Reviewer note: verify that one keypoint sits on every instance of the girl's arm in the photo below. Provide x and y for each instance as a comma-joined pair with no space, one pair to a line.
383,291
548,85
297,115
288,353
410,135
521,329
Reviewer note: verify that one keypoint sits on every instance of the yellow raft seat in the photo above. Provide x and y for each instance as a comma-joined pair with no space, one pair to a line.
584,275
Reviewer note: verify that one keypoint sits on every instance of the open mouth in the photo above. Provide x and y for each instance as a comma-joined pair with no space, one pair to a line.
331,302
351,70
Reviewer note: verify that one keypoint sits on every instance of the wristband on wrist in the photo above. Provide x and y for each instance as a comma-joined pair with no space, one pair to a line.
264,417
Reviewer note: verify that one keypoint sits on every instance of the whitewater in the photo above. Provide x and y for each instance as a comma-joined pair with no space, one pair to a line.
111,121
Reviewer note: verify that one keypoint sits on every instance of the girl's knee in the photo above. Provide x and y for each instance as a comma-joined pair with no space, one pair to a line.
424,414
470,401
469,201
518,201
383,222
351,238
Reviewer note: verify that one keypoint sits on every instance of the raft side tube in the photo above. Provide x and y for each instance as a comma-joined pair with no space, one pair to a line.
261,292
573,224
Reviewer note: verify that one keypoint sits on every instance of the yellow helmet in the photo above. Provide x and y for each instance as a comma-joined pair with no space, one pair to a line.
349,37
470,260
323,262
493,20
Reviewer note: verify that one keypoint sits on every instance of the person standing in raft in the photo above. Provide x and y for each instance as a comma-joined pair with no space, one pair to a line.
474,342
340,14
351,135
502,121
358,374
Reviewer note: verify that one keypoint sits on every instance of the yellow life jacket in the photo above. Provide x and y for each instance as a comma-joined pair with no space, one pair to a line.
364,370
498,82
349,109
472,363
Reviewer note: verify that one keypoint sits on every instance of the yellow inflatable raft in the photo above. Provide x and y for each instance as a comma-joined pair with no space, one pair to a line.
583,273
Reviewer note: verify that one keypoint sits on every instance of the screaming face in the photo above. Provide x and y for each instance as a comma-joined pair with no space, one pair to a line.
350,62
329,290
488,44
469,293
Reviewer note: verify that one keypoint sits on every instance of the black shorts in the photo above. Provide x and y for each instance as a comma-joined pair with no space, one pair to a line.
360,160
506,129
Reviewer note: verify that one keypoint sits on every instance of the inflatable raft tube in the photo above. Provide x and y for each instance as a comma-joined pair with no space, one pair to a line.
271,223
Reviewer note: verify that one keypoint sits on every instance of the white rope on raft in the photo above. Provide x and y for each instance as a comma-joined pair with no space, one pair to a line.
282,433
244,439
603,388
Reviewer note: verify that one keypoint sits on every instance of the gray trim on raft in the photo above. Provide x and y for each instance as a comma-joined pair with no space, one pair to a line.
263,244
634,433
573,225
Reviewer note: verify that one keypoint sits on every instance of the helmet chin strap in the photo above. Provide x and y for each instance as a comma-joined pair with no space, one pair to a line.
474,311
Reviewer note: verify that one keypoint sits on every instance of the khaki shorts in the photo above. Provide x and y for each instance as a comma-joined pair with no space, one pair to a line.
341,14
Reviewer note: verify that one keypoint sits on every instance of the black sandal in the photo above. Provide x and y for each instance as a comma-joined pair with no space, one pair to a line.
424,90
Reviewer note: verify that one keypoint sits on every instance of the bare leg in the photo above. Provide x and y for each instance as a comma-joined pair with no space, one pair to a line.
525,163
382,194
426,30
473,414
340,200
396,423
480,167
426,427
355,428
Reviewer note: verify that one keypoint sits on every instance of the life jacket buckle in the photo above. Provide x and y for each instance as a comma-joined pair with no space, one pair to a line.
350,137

▬▬▬

Exercise description
Only the lines from the one containing "of the helmet" through the last line of the records should appear, each written out exactly.

Completed task
Reviewer note: verify that one keypoint sits on every instance of the helmet chin strap in the photo above. Provide x and y for each instance as a comma-joined pair with no space, one pair to a line.
474,311
Reviewer note: verify that one keypoint sits on every instance of the khaki shorts in the photo above. Provide x and y for each instance as a comma-joined pair with no space, one pair to a line.
341,14
Reviewer note: verify that one keypoint sits on every instance of the black sandal in the photo above. Provide x and y for each instance as a comma-joined pair with no space, one pair to a line.
424,90
Reviewer note: verify that one keypoint sits on every instance of the bare leg in the photo above. Provide x and y for each instance as a comma-joined pair with no space, one pair to a line.
525,163
382,194
426,30
473,414
340,200
396,423
480,167
426,427
355,428
Reviewer note: verify that one keypoint sits on every instance of the life jacket buckle in the photo above. Provide x and y for each instance as a comma-joined pair with no space, one pair to a line.
350,137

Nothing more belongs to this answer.